» Exercise
Please rewrite the rows below as a JSON list of strings, covering only the lines from the start of the rows through the line that contains "point(267, 380)". Give one string per line and leave out blank lines.

-- START OF Recorded data --

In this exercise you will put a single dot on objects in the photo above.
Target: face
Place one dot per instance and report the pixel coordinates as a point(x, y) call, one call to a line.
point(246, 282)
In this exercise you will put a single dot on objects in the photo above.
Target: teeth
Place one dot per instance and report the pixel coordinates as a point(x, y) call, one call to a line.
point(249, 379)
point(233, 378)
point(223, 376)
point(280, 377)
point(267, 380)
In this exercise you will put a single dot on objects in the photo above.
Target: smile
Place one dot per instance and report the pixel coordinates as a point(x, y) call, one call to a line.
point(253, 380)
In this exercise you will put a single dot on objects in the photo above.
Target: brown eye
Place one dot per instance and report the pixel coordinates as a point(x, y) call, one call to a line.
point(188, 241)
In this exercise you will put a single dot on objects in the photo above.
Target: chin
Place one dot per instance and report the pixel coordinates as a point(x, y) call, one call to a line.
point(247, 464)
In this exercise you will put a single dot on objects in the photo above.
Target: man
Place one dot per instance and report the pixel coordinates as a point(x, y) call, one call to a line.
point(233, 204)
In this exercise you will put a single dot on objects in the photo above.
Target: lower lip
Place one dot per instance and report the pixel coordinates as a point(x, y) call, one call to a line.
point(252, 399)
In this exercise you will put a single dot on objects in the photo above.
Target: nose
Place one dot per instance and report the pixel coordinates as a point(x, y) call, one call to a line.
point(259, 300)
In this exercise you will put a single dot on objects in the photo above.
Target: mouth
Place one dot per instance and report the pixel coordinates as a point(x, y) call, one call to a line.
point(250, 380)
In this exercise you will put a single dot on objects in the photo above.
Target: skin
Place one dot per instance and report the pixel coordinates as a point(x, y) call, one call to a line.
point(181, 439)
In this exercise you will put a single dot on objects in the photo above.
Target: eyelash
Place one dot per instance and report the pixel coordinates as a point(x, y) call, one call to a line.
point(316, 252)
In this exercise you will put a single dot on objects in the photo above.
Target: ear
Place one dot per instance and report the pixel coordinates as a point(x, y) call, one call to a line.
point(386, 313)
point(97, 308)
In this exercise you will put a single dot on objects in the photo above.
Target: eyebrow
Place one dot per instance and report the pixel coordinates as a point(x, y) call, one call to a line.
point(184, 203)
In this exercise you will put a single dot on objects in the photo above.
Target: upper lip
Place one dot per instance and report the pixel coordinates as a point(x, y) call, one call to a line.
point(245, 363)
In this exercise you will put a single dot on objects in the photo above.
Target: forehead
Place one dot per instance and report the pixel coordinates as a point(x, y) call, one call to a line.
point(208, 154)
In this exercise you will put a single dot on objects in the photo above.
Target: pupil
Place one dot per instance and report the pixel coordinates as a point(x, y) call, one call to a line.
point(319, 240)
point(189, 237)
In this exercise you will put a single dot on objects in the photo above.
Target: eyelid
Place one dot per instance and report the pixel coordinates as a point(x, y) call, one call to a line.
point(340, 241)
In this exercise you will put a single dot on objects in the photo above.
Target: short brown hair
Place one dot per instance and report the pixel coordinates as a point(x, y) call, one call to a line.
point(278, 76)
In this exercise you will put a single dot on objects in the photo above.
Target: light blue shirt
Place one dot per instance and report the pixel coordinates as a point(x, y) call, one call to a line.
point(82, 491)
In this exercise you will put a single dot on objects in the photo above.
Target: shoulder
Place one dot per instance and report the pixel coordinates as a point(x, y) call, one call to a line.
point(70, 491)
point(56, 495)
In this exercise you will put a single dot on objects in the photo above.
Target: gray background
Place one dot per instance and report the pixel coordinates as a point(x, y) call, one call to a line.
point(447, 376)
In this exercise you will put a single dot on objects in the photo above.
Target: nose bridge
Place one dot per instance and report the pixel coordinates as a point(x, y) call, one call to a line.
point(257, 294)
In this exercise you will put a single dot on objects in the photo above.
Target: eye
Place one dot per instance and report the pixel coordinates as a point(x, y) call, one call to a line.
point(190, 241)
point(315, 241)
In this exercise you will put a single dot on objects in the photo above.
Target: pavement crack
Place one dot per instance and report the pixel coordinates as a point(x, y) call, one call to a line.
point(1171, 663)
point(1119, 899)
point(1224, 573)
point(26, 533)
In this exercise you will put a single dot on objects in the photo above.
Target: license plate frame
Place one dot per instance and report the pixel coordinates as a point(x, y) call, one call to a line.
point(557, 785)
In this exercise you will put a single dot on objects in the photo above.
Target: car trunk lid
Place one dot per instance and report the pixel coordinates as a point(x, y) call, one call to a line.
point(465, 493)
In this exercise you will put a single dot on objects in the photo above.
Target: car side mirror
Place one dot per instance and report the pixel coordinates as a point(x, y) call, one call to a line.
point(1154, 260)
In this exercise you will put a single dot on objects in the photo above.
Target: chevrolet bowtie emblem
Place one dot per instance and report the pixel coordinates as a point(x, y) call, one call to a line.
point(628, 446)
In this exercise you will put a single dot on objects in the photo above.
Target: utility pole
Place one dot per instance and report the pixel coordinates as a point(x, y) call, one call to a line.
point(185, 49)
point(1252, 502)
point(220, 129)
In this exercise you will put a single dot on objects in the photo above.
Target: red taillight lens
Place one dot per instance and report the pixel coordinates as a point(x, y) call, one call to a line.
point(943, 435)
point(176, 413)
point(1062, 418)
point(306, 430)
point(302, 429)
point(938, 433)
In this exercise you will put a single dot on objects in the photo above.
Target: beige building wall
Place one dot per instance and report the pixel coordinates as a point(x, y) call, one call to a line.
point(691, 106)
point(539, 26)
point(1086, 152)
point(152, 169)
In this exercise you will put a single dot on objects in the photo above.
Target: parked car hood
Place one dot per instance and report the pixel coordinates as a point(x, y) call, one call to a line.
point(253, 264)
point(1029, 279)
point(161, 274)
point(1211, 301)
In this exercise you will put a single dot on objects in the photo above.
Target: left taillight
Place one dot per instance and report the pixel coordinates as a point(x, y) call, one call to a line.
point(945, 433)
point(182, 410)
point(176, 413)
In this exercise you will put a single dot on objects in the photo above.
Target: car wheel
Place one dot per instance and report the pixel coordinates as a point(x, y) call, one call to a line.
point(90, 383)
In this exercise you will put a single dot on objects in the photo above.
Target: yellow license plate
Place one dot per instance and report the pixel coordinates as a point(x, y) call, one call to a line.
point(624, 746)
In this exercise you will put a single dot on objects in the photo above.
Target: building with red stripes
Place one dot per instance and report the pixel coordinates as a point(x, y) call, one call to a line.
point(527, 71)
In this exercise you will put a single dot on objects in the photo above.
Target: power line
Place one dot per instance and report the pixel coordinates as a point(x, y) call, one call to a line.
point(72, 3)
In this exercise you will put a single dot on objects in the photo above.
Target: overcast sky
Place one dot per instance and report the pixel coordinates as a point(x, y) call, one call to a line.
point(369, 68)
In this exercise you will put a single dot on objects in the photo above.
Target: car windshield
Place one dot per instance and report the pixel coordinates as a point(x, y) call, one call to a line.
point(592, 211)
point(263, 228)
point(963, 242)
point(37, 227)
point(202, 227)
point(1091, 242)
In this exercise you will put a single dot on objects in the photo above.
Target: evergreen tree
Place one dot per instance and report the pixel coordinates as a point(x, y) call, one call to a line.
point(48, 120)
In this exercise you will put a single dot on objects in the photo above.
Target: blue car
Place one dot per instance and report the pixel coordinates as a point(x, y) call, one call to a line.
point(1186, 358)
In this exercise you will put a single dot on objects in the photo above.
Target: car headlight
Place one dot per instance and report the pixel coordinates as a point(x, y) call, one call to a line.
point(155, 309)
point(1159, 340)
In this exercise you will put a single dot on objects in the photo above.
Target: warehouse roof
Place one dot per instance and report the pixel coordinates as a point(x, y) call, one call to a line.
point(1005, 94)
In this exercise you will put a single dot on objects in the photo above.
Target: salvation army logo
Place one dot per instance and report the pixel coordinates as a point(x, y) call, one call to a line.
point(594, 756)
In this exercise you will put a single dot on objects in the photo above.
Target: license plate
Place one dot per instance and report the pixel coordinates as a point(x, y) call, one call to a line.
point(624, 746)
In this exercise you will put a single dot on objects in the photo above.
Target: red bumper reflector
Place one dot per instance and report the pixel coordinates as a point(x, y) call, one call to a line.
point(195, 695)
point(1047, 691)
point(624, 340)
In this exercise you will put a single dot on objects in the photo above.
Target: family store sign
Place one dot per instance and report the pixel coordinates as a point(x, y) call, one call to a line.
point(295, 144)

-- END OF Recorded data --

» Worked solution
[
  "In this exercise you will put a single dot on objects in the photo above.",
  "Target: face",
  "Place one dot per instance and report the pixel coordinates as a point(x, y) call, one call to a line.",
  "point(246, 282)",
  "In this exercise you will put a single dot on objects in the photo above.",
  "Target: teeth",
  "Place one dot per instance and report the pixel coordinates as a point(x, y) call, one call to a line.",
  "point(249, 379)",
  "point(233, 378)",
  "point(223, 376)",
  "point(280, 377)",
  "point(267, 380)"
]